— OBJECTIVE —
Reproduce these records line for line, with no changes.

Excerpts from segmentation records:
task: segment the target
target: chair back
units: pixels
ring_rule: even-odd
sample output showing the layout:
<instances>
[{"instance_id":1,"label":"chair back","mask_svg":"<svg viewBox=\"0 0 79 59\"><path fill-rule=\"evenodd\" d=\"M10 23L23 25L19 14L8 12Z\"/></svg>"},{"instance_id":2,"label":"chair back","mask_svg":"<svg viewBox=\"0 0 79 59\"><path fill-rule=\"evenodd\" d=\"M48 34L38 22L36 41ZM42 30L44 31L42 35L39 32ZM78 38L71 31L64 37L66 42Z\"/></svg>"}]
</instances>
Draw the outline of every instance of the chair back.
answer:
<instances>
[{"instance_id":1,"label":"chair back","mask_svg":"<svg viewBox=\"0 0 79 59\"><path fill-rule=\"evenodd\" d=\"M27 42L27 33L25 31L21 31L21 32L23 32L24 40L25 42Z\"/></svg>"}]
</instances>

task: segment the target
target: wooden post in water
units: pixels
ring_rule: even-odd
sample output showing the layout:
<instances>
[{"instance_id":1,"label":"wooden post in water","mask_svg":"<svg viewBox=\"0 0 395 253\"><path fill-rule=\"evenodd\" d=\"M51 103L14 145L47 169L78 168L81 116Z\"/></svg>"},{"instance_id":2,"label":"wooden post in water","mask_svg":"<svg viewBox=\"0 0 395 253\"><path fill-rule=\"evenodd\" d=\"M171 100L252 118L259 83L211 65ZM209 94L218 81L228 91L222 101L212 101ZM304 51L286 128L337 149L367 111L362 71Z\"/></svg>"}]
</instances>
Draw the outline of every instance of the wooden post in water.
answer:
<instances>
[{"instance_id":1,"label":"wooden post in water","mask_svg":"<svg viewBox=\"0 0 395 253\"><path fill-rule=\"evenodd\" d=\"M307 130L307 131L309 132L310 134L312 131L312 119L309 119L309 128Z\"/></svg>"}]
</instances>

— REPLY —
task: segment the target
target: chair back
units: pixels
ring_rule: even-odd
sample output showing the layout:
<instances>
[{"instance_id":1,"label":"chair back","mask_svg":"<svg viewBox=\"0 0 79 59\"><path fill-rule=\"evenodd\" d=\"M10 23L23 25L19 14L8 12Z\"/></svg>"},{"instance_id":2,"label":"chair back","mask_svg":"<svg viewBox=\"0 0 79 59\"><path fill-rule=\"evenodd\" d=\"M48 34L38 22L36 41ZM42 30L44 31L42 35L39 32ZM78 38L71 31L64 37L66 42Z\"/></svg>"}]
</instances>
Draw the outline of every instance of the chair back.
answer:
<instances>
[{"instance_id":1,"label":"chair back","mask_svg":"<svg viewBox=\"0 0 79 59\"><path fill-rule=\"evenodd\" d=\"M27 42L27 33L25 31L21 31L21 32L23 32L24 40L25 42Z\"/></svg>"}]
</instances>

task: segment the target
target: wooden post in water
units: pixels
ring_rule: even-odd
sample output showing the layout:
<instances>
[{"instance_id":1,"label":"wooden post in water","mask_svg":"<svg viewBox=\"0 0 395 253\"><path fill-rule=\"evenodd\" d=\"M51 103L14 145L47 169L78 168L81 116Z\"/></svg>"},{"instance_id":2,"label":"wooden post in water","mask_svg":"<svg viewBox=\"0 0 395 253\"><path fill-rule=\"evenodd\" d=\"M171 100L252 118L259 83L211 65ZM209 94L218 81L228 91L222 101L212 101ZM304 51L286 128L337 149L367 111L362 71Z\"/></svg>"}]
</instances>
Draw the outline of every instance of the wooden post in water.
answer:
<instances>
[{"instance_id":1,"label":"wooden post in water","mask_svg":"<svg viewBox=\"0 0 395 253\"><path fill-rule=\"evenodd\" d=\"M307 130L307 131L309 132L310 134L312 131L312 119L309 119L309 128Z\"/></svg>"}]
</instances>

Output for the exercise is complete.